[What is required]
Reproduce all of the material below line for line, without changing a single character.

[Task material]

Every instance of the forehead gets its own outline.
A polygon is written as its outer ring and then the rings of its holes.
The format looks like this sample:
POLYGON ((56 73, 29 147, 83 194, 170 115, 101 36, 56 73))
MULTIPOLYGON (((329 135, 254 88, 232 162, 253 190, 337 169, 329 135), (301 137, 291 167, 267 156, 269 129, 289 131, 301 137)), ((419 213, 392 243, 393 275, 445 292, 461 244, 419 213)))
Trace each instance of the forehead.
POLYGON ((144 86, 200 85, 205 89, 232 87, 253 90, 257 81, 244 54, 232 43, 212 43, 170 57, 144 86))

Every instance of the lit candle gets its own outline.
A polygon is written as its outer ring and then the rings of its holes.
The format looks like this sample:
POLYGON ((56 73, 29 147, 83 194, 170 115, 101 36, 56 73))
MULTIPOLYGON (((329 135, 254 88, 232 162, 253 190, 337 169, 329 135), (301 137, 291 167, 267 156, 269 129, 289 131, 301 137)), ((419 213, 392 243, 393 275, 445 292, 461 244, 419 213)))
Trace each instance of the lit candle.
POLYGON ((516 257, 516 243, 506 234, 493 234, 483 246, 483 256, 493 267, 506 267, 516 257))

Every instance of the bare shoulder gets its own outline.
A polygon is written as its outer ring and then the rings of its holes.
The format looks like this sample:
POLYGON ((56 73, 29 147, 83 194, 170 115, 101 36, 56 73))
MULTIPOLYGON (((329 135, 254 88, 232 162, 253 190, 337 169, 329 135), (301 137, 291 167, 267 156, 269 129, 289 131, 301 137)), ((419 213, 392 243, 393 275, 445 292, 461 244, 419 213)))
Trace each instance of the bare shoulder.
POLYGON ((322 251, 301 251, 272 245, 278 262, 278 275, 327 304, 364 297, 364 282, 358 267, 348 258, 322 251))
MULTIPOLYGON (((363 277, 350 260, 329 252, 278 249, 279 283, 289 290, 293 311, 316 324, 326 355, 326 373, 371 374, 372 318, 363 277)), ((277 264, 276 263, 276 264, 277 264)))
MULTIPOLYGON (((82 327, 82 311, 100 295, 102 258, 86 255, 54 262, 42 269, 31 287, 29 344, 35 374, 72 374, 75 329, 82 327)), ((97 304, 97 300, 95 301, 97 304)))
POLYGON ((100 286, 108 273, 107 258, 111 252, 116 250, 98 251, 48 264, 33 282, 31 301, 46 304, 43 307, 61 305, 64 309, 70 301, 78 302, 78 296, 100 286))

[Solution to the problem]
Every instance of the forehead gets its own outline.
A polygon is written as its outer ring and then the rings of its holes.
The format looks like this sample:
POLYGON ((56 73, 29 147, 83 194, 170 115, 101 36, 56 73))
MULTIPOLYGON (((329 135, 254 88, 232 162, 253 190, 337 169, 329 135), (301 137, 291 167, 267 156, 269 129, 289 131, 301 137)), ((419 213, 392 243, 393 275, 445 292, 461 244, 419 213)))
Trace each instance of the forehead.
POLYGON ((144 86, 200 85, 205 89, 232 87, 253 90, 257 81, 244 54, 232 43, 212 43, 170 57, 144 86))

Every instance of the lit candle gets its own outline.
A polygon is written as its outer ring and then the rings of its holes.
The format looks like this sample:
POLYGON ((56 73, 29 147, 83 194, 170 115, 101 36, 56 73))
MULTIPOLYGON (((329 135, 254 88, 232 162, 253 190, 337 169, 329 135), (301 137, 291 167, 267 156, 269 129, 289 131, 301 137)), ((419 213, 392 243, 393 275, 445 292, 461 244, 419 213)))
Trace each instance of the lit candle.
POLYGON ((516 257, 516 243, 506 234, 493 234, 483 246, 483 256, 493 267, 506 267, 516 257))

Every instance of the bare shoulder gets its own outline.
A polygon is written as its outer ring and then the rings of its holes.
The format looks like this sample:
POLYGON ((56 73, 29 147, 83 194, 170 115, 101 36, 56 73))
MULTIPOLYGON (((329 135, 254 88, 232 162, 253 190, 337 169, 329 135), (301 137, 291 167, 267 156, 269 129, 289 131, 301 137)), ((419 213, 392 243, 393 275, 445 292, 461 244, 419 213)))
Trace each instance of the bare shoulder.
POLYGON ((322 251, 301 251, 272 245, 278 262, 278 275, 327 304, 364 297, 364 282, 358 267, 348 258, 322 251))
MULTIPOLYGON (((363 277, 350 260, 329 252, 278 249, 279 283, 289 290, 293 311, 316 324, 326 355, 326 373, 371 374, 372 318, 363 277)), ((277 264, 276 263, 276 264, 277 264)))
MULTIPOLYGON (((82 327, 82 311, 100 295, 102 258, 86 255, 54 262, 42 269, 31 287, 29 344, 35 374, 72 374, 75 329, 82 327)), ((97 304, 97 300, 95 301, 97 304)))
POLYGON ((100 286, 108 273, 107 258, 111 252, 116 250, 98 251, 48 264, 33 282, 31 301, 46 304, 43 307, 61 305, 64 309, 70 301, 78 302, 78 296, 100 286))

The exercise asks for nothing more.